-- ASSIGNMENT --
The lines from the top of the listing through the one containing "Query: license plate" are to be retyped exactly, with no other lines.

-- DATA --
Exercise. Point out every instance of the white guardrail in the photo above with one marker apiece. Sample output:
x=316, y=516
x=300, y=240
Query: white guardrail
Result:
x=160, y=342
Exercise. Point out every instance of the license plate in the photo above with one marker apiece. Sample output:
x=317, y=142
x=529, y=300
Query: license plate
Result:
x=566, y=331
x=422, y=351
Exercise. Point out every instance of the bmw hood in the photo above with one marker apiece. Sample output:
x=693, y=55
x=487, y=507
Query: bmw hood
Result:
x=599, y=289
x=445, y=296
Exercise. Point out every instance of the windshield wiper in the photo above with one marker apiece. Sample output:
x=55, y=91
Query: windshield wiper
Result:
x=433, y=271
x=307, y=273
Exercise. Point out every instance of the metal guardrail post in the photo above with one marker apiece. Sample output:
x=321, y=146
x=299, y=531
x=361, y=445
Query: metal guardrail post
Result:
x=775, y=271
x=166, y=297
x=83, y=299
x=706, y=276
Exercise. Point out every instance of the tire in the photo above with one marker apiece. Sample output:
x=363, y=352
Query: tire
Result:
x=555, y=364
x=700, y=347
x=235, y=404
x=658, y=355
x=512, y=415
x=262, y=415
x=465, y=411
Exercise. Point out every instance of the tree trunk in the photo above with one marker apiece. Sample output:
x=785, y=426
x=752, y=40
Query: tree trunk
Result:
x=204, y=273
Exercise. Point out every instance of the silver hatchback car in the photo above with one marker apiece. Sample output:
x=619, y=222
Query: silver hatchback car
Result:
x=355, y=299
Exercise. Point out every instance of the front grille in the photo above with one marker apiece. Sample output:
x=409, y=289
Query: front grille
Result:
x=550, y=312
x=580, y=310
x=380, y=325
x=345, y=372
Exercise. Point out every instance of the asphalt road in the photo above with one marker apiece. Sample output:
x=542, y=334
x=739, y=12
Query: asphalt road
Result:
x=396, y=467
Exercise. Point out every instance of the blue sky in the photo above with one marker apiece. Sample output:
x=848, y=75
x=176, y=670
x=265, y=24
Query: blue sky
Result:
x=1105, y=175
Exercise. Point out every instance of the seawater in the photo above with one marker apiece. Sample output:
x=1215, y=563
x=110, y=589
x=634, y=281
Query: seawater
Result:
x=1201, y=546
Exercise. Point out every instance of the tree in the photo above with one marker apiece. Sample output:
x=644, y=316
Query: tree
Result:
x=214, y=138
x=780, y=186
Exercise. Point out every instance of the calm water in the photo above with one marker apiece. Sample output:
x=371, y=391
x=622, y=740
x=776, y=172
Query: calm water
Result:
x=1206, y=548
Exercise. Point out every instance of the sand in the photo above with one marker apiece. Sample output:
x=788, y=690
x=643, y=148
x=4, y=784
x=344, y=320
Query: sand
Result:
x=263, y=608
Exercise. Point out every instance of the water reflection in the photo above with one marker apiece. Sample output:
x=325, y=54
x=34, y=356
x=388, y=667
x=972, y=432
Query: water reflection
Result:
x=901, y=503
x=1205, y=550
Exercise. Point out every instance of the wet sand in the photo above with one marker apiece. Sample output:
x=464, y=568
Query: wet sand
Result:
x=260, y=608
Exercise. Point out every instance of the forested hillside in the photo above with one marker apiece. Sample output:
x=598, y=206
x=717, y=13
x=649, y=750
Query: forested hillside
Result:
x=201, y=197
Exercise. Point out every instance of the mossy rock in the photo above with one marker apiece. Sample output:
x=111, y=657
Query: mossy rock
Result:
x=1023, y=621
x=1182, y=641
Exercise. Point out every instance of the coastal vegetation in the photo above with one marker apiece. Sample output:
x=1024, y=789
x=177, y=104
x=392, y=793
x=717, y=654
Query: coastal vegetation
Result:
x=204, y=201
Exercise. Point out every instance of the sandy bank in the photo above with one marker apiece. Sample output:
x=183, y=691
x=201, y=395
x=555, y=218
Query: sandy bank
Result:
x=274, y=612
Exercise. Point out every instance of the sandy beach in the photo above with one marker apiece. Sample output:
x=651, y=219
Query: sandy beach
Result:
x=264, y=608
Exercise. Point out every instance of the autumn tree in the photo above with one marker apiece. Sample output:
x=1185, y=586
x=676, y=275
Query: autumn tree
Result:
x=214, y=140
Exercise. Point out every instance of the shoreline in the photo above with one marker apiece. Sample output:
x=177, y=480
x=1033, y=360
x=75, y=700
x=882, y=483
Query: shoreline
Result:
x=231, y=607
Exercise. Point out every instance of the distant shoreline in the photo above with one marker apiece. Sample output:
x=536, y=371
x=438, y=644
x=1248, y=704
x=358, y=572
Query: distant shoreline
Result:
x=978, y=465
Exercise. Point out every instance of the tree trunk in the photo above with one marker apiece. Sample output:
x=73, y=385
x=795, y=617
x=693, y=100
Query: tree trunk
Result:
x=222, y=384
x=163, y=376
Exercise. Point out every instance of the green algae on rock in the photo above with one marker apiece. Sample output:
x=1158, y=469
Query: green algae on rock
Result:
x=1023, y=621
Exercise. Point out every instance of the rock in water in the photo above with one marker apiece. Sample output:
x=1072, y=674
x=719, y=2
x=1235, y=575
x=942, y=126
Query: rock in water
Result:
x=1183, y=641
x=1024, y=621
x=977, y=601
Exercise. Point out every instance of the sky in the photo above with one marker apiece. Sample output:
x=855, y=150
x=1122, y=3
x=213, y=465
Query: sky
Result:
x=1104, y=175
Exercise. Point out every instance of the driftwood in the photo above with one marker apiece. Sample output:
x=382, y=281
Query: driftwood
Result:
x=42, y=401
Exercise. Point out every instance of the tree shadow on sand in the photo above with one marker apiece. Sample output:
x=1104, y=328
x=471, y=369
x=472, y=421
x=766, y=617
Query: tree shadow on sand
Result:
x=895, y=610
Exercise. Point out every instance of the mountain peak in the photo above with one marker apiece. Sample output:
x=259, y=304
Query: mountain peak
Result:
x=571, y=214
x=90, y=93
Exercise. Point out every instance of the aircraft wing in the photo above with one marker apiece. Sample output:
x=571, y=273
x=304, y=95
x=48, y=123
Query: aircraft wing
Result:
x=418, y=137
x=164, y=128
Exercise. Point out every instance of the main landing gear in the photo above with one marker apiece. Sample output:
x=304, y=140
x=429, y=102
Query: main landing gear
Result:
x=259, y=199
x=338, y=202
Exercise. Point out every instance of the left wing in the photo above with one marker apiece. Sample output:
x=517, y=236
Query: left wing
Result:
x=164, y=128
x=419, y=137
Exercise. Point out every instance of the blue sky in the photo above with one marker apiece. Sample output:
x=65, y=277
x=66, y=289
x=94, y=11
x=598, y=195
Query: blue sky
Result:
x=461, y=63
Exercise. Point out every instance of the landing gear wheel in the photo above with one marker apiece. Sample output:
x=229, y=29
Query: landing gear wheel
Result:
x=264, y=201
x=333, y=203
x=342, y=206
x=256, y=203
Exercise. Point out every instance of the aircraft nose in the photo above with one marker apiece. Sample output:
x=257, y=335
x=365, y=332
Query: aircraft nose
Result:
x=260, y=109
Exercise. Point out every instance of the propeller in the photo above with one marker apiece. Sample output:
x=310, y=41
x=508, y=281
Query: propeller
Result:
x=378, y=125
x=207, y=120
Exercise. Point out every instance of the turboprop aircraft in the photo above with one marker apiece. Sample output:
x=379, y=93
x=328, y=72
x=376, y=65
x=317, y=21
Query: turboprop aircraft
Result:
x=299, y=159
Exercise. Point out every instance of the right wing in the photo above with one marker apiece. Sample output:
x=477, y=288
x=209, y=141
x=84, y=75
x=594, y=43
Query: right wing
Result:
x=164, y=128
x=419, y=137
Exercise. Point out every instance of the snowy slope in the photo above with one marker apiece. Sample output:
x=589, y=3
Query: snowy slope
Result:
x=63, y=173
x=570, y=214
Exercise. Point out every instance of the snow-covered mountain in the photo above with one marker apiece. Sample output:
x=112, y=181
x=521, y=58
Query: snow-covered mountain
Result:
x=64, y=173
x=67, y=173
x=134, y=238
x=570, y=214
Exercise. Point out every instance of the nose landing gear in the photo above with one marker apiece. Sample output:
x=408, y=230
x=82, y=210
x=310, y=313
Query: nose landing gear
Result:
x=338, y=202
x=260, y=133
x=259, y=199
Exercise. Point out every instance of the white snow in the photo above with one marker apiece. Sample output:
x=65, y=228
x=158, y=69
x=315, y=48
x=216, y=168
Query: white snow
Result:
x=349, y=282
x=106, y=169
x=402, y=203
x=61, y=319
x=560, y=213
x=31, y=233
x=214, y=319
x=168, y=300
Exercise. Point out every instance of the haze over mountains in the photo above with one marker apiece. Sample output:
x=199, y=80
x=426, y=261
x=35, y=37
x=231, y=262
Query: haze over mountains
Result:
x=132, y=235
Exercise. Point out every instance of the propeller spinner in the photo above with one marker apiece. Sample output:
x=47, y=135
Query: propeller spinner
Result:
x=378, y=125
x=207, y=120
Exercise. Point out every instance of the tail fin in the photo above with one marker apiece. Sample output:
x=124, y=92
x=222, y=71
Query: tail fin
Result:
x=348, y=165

-- OUTPUT BELOW --
Exercise. Point out every instance of the white guardrail in the photo above with one marker apiece. Sample output:
x=316, y=516
x=300, y=240
Query: white guardrail
Result:
x=160, y=342
Exercise. Point out every instance of the license plate in the photo above with one marker apiece. Sample output:
x=317, y=142
x=529, y=300
Query: license plate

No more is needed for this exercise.